• **Data for analysis**:
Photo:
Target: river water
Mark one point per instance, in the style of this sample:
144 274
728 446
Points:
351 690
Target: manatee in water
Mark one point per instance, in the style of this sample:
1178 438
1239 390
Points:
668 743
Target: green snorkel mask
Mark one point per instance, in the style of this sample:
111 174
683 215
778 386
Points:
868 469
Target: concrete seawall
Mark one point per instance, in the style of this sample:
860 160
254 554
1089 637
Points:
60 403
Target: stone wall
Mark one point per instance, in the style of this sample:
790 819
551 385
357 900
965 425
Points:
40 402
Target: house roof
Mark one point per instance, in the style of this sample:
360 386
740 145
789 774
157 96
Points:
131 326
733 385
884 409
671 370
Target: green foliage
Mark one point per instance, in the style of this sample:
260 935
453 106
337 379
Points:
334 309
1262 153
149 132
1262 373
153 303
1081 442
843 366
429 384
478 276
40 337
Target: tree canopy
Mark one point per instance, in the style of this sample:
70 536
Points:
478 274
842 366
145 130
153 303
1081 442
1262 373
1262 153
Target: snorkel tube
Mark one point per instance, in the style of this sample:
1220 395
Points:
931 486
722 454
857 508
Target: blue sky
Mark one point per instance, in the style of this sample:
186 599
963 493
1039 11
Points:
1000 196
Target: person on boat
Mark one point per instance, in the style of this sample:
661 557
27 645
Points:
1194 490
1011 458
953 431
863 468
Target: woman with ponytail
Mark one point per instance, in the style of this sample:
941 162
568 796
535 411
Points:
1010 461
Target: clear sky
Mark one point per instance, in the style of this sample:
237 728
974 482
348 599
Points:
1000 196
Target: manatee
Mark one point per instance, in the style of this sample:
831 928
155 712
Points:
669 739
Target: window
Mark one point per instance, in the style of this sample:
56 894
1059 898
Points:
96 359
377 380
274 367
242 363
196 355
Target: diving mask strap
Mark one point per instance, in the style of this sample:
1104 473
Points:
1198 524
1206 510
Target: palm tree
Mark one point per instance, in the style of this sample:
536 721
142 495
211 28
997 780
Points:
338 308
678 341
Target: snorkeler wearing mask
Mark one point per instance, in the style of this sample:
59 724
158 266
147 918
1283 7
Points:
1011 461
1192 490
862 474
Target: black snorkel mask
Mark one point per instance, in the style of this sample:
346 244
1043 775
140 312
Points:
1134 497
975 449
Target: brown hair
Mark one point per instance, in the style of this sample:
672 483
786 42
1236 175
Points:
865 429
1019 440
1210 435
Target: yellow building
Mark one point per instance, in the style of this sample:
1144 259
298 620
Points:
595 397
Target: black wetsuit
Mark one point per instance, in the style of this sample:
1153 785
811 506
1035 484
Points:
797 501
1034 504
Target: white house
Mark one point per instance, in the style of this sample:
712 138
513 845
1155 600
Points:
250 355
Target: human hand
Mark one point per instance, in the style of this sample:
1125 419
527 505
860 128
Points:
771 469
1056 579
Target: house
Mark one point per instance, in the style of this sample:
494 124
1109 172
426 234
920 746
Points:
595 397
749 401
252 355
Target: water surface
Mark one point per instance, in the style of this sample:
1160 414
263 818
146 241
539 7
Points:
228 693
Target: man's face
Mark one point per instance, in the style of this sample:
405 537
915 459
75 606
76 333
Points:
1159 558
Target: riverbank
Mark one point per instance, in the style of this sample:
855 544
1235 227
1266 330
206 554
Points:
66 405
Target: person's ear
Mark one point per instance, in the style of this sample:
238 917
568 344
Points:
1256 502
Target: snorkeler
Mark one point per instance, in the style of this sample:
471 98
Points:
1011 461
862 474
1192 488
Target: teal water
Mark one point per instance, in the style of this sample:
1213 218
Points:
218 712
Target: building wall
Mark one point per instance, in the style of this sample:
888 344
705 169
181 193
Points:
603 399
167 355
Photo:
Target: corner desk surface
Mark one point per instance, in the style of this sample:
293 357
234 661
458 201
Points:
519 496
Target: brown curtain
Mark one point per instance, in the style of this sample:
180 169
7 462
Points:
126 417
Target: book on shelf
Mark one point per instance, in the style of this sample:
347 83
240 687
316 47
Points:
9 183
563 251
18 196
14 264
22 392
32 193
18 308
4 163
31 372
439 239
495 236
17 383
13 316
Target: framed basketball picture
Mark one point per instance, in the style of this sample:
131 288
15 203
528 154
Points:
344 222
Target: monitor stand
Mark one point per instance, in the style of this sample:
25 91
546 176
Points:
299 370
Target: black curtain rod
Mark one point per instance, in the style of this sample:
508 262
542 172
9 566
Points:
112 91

• **Work instruction**: Each line of the data is to be written out again exactly.

• **Reply to the task**:
Photo:
Target: river water
Mark one point per instance, in the style of this sample:
144 274
728 446
Points:
351 690
Target: manatee in water
Mark one point per instance, in the style of this sample:
1178 438
1239 390
Points:
668 743
Target: green snorkel mask
Mark one point per instance, in the style of this sample:
111 174
683 215
778 386
Points:
868 469
Target: concrete seawall
Mark one point per instance, in the style of this sample:
860 160
254 554
1089 637
Points:
60 403
Target: stone wall
Mark one point per instance, in the style of this sample:
790 819
551 385
357 900
965 425
Points:
40 402
Target: house roof
Mark one point per instance, in the style of this sample:
360 386
740 145
789 774
157 96
Points:
131 326
733 385
884 409
671 370
Target: green foliage
Mark one point per instance, in the style of this sample:
260 935
453 106
337 379
Points:
334 309
1262 153
149 132
1262 373
153 303
1081 442
843 366
429 384
478 276
40 337
Target: tree canopy
Mark one point per instance, in the style of this sample:
70 536
Points:
478 274
842 366
145 130
153 303
1081 442
1262 373
1262 153
Target: snorkel tube
Mark one point per instance, in the style of this sample:
1220 395
Points:
931 486
722 454
857 508
Target: blue sky
Mark one point per instance, in the style of this sample:
186 599
963 493
1039 11
Points:
1000 196
Target: person on boat
Mark one point per instance, in the style of this sample:
661 557
27 645
Points:
1194 490
1011 458
953 431
863 468
Target: woman with ponytail
Mark one point per instance, in the style of this sample:
941 162
568 796
535 411
Points:
1010 461
Target: clear sky
Mark one point per instance, in the style of this sample:
237 728
974 482
348 599
Points:
1000 196
Target: manatee
Mark one point per instance, in the style of this sample:
831 928
155 712
Points:
669 739
Target: window
Mark one point per instance, in the style of this sample:
56 894
1059 898
Points:
96 359
377 380
274 367
242 363
196 355
Target: diving mask strap
Mark one point per instance, in the style of this sample:
1104 473
Points:
1198 524
1206 510
Target: palm tree
Mark one point per instance, in the style of this sample:
536 721
142 495
211 28
997 780
Points:
338 308
678 341
Target: snorkeler wearing mask
Mark one point per instance, in the style of this sample:
59 724
158 266
147 918
1283 7
Points:
1011 461
1192 490
862 474
Target: black snorkel mask
Mark one point per instance, in the style of this sample:
346 244
1043 775
140 312
Points:
1134 497
975 449
Target: brown hair
Mark one point per instance, in the style of this sample:
672 483
786 42
1236 175
Points:
865 429
1019 440
1210 435
Target: yellow building
Mark one point per instance, in the style of this sample:
1144 259
298 620
Points:
595 397
Target: black wetsuit
Mark one point per instance, in the style of this sample:
1153 785
811 506
1035 484
Points:
797 501
1034 504
Target: white house
Mark one point per instance, in the style of this sample:
712 138
513 845
1155 600
Points:
250 355
Target: human hand
Mark one point per instance, in the style of this sample:
1125 419
527 505
860 128
Points:
771 469
1056 579
Target: house
Mark one point per instance, in the style of this sample:
494 124
1109 172
426 234
920 746
Points:
595 397
749 401
252 355
Target: water surface
Mark one point per instance, in the style of this sample:
1160 414
263 818
146 241
539 7
Points:
228 693
Target: man's face
Mark one point per instance, in the style of this sample:
405 537
915 459
75 606
76 333
Points:
1159 558
Target: riverbank
Mark one point per instance, in the style of this sample:
855 544
1235 227
1266 330
206 554
Points:
66 405
Target: person's ear
Mark one point per instance, in the style of this sample:
238 917
568 344
Points:
1256 502
Target: snorkeler
Mark one point per instance, in the style of this sample:
471 98
Points:
1011 461
862 474
1192 488
Target: teal water
Mark one point per instance, in the style of this sample:
1213 218
Points:
218 712
Target: building wall
Mark one point per instance, in the style of this sample:
888 344
705 169
181 193
Points:
603 399
167 355
Photo:
Target: corner desk surface
Mark one point per instance, in the style of this sample:
293 357
234 661
458 201
Points:
519 496
Target: brown curtain
Mark one point per instance, in the style of this sample:
180 169
7 462
Points:
126 417
Target: book on shelf
Mark one point per instance, in the style of this sample:
347 83
240 687
316 47
Points:
9 183
563 251
18 196
14 264
22 392
32 193
18 308
4 163
31 372
439 239
495 236
17 383
13 316
Target: framed basketball picture
Mark one point per instance, in the style of this sample:
131 288
15 203
528 154
Points:
344 222
Target: monitor stand
Mark one point per instance, in the style of this sample:
25 91
546 176
Points:
299 370
Target: black curtain rod
Mark one point per instance, in the style of this sample:
508 262
542 172
9 566
Points:
112 91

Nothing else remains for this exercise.